• **The data**:
»»

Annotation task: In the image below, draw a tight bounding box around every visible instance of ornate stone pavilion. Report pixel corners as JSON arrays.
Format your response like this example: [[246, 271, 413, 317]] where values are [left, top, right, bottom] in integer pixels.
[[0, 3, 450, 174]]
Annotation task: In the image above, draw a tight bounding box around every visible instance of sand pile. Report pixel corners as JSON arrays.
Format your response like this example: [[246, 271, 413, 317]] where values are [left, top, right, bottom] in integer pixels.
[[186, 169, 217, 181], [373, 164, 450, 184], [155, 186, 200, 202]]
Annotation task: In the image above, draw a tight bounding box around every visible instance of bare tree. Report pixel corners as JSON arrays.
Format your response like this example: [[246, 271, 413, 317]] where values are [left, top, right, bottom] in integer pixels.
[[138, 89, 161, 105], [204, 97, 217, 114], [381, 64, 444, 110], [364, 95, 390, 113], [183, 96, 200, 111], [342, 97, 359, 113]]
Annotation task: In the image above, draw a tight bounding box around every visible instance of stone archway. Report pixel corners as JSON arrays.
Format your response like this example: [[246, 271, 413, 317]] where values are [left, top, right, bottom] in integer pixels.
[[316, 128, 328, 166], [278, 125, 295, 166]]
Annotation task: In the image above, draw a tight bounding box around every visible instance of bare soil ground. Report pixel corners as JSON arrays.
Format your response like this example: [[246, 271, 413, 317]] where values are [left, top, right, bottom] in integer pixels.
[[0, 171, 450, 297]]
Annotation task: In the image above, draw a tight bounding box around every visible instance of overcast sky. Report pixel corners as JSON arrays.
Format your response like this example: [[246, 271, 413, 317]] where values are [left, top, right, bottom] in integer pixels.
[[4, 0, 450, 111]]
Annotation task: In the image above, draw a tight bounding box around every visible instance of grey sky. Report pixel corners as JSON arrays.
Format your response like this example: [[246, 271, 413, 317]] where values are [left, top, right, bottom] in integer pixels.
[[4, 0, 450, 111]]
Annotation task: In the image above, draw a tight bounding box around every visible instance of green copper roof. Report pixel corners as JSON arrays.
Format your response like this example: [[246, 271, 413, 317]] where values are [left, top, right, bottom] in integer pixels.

««
»»

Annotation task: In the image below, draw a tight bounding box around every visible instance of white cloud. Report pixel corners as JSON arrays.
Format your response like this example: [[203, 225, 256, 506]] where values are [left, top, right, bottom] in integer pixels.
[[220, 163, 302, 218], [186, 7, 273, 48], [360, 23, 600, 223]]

««

• **Written exercise**:
Edit everything from the line containing "pavilion. Report pixel corners as JSON arrays." down to the line containing "[[0, 3, 450, 174]]" by changing "ornate" to "carved", and give those lines back with nothing else altered.

• **Output for this exercise**:
Annotation task: In the image below, draw a tight bounding box around every visible instance of carved stone pavilion. Report pixel corners as JSON arrays.
Format your response like this example: [[246, 271, 413, 317]] where values are [left, top, right, bottom] in integer pixels.
[[0, 3, 450, 174]]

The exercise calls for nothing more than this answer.